» **What you should do**
Your task is to print the material below exactly as presented.

(Dataset items)
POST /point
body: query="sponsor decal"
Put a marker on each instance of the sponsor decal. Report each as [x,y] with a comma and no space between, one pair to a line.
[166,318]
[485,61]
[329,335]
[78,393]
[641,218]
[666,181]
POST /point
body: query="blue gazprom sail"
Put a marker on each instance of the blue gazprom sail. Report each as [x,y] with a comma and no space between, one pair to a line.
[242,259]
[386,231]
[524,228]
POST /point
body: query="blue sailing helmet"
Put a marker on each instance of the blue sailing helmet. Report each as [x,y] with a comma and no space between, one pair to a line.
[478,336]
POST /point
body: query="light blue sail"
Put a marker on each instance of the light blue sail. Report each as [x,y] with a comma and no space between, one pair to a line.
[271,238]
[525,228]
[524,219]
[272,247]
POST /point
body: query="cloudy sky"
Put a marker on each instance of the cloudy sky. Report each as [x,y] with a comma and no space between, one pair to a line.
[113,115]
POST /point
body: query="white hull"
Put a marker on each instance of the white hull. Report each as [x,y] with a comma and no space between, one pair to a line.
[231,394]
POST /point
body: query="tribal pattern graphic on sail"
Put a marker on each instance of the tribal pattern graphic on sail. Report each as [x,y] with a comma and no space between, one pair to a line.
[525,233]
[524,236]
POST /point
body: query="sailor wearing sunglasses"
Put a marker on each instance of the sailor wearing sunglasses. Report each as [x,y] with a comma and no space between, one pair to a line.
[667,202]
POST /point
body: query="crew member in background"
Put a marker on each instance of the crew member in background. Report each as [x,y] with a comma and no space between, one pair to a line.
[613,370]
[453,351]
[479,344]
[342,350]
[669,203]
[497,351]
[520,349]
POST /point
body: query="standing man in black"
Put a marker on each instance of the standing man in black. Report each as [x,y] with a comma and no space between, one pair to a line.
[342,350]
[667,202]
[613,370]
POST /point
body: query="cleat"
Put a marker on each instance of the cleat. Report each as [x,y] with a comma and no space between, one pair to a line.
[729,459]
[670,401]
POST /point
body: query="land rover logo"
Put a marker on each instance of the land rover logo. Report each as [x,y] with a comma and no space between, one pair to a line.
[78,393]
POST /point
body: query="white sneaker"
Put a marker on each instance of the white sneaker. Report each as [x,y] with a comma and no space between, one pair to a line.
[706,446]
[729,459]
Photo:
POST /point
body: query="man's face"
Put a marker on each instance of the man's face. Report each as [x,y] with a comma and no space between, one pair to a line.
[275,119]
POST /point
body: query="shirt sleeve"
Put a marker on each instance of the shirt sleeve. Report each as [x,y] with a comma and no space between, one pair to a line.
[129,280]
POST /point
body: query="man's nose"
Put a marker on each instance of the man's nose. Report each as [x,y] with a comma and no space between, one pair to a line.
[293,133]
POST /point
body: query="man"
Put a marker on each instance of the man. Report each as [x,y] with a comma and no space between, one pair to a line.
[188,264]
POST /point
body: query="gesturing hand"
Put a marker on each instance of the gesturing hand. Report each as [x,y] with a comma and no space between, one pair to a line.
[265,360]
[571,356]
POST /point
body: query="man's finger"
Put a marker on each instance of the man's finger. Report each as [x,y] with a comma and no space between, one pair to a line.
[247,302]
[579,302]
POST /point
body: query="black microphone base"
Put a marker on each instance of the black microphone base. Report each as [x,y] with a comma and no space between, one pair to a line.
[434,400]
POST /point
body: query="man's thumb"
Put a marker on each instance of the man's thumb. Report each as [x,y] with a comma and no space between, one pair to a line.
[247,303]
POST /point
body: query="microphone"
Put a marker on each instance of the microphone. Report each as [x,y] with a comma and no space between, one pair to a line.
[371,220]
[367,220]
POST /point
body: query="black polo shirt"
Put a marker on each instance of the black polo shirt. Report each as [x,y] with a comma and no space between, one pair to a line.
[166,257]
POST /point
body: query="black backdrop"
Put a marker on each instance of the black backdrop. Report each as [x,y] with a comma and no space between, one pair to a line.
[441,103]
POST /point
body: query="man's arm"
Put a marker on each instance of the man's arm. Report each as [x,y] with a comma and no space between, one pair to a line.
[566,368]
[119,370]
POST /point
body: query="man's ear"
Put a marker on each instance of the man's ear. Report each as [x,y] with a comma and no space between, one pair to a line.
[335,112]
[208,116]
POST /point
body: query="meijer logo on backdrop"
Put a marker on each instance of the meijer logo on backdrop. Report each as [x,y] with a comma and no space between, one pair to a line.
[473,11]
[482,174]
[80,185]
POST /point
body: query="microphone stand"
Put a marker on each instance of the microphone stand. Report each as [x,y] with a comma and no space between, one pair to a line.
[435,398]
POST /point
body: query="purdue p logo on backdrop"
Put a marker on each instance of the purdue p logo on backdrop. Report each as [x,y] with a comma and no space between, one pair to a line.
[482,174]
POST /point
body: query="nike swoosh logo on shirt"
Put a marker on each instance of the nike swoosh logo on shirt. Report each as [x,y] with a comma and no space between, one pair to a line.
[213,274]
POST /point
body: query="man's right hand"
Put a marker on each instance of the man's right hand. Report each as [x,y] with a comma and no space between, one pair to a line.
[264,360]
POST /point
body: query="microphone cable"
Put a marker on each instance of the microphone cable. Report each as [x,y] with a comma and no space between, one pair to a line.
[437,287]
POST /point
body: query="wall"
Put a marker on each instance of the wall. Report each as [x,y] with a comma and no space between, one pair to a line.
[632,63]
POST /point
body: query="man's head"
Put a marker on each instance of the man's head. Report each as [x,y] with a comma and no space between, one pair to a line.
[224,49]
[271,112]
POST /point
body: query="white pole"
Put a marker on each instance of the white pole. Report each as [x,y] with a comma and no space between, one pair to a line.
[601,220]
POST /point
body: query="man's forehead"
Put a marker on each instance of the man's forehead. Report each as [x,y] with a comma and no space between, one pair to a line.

» **Full output**
POST /point
body: query="sponsor decal"
Put a marker on each instance of the sponsor decal. Report each as [x,y] with a comma and no space between, one pair to a line.
[166,318]
[485,61]
[329,335]
[78,393]
[641,218]
[666,181]
POST /point
body: query="blue gazprom sail"
Put a marker on each instance of the blue gazprom sail. Report each as [x,y] with a comma and no space between, one pair to a line.
[242,259]
[386,231]
[524,228]
POST /point
body: query="blue sailing helmet"
Put a marker on each instance of the blue sailing helmet. Report each as [x,y] with a comma and no space between, one pair to a line.
[478,336]
POST /point
body: query="light blue sail"
Put a marker on each instance of the light blue sail. Report each as [x,y] with a comma and no space between, one pair to a line.
[271,238]
[525,228]
[524,219]
[272,247]
POST /point
body: query="cloudy sky"
Put a marker on each instance of the cloudy sky. Report each as [x,y] with a comma and no space between, one pair to a line.
[113,115]
POST /point
body: query="white hull"
Put a marker on each instance of the white hull. Report each as [x,y] with a comma and no space between, one pair to a line.
[231,394]
POST /point
body: query="tribal pattern graphic on sail"
Put a marker on each instance of the tribal pattern graphic on sail. Report each as [x,y] with a comma and no space between, one pair to a line.
[525,233]
[524,236]
POST /point
body: query="sailor wearing sunglasses"
Put a marker on each instance of the sailor wearing sunglasses. Report each as [x,y] with a comma and no space between, one pair to a line.
[667,202]
POST /point
body: query="crew member in background"
Put a marker on each instance of the crew member in background. Report each as [x,y] with a comma and no space between, one pair to a line.
[613,370]
[453,351]
[479,344]
[342,350]
[669,203]
[497,351]
[520,349]
POST /point
body: query="standing man in black"
Put a marker on each instance of the standing man in black. Report each as [x,y] with a comma and no space between, one pair to a line.
[342,350]
[667,202]
[613,370]
POST /point
body: query="cleat"
Put a marker on each instance of the cleat. Report each as [x,y] with a comma and no space between, one pair to a line.
[729,459]
[670,401]
POST /point
body: query="land rover logo"
Put a marker on each instance of the land rover logo. Report each as [x,y] with a comma and no space between, one pair to a line.
[78,393]
POST /point
body: query="white sneaker"
Put a marker on each instance of the white sneaker. Report each as [x,y] with a comma and no space between, one pair to a line.
[706,446]
[729,459]
Photo:
POST /point
body: query="man's face"
Put a marker on each instance of the man's face. Report each as [x,y] with a comma and no space between, one pair to a line.
[275,119]
POST /point
body: query="shirt sleeve"
Put a marker on each instance of the shirt sleeve. Report each as [x,y] with a comma and no space between, one pair to a line.
[129,280]
POST /point
body: query="man's nose"
Put a marker on each instance of the man's nose. Report each as [x,y] with a comma and no space between, one pair to a line.
[293,133]
POST /point
body: query="man"
Put a marker on each instance of the man. Report each as [x,y] with a comma and no space between, one pair to a line.
[188,264]
POST /point
body: query="gesturing hand"
Put a marker on each instance of the gesturing hand. Report each as [x,y] with a comma and no space between, one pair to a line.
[265,360]
[571,356]
POST /point
body: query="man's finger"
Put a marker on each instance of the man's finger. Report each as [x,y] with a comma and no space between, one pair to a line.
[247,302]
[579,302]
POST /point
body: query="black microphone base"
Put a marker on each instance of the black microphone base. Report each as [x,y] with a comma and no space between, one pair to a line.
[434,400]
POST /point
body: query="man's thumb"
Put a marker on each instance of the man's thumb. Report each as [x,y] with a comma and no space between, one pair to a line.
[247,303]
POST /point
body: query="microphone"
Put a marker on each instance of the microphone. Report each as [x,y] with a comma and no space between, one pair to a line.
[371,220]
[367,220]
POST /point
body: query="black polo shirt"
Put a marker on each instance of the black polo shirt. Report each as [x,y] with a comma and no space between, one pair to a line.
[166,257]
POST /point
body: query="black backdrop"
Put a marker on each instance of the black backdrop. Report each as [x,y] with a comma and no space between, one pair to a line.
[441,103]
POST /point
body: query="man's arm"
Put a marker on each instance of the man's arm. Report each as [x,y] with a comma and no space between, one pair to a line.
[566,368]
[119,370]
POST /point
body: query="man's ear"
Put a marker on each instance of the man's ear. Report each as [x,y] with a comma and no space between, one pair to a line.
[335,112]
[208,116]
POST /point
body: query="meijer logo on backdrop"
Put a marker on each instance of the meijer logo on backdrop. Report each as [x,y] with a comma and no space between, one pair to a line.
[473,11]
[482,174]
[80,185]
POST /point
body: query="microphone stand"
Put a marker on each instance of the microphone stand. Report each as [x,y] with a comma and no space between, one pair to a line.
[435,398]
POST /point
body: query="purdue p logo on backdrop"
Put a marker on each instance of the purdue p logo on backdrop. Report each as [x,y] with a comma and no space between, one pair to a line.
[482,174]
POST /point
body: query="nike swoosh logo on shirt"
Put a marker on each instance of the nike swoosh logo on shirt. Report each as [x,y] with a comma and no space between, one pair to a line.
[213,274]
POST /point
body: query="man's right hand"
Put a marker on each instance of the man's right hand. Report each as [x,y] with a comma and no space between, one pair to a line.
[264,360]
POST /point
body: query="microphone cable"
Put a marker on each instance of the microphone cable. Report each as [x,y] with a comma and no space between, one pair to a line.
[437,287]
POST /point
body: query="wall"
Put a marker on each instance of the wall. Report each as [x,y] with a comma and no space between, one pair to a line.
[632,63]
POST /point
body: query="man's head"
Put a marker on each instance of the man's head. Report each as [x,y] with a comma and no space between, one pair to a line.
[224,49]
[271,112]
POST /point
body: query="white pole"
Put a marker on each instance of the white pole. Report each as [x,y] with a comma and no space between, one pair to a line.
[601,220]
POST /point
body: query="man's forehead"
Put a marker on each instance of the man's forehead. Report each as [x,y] with a comma and no space between, one pair to a line.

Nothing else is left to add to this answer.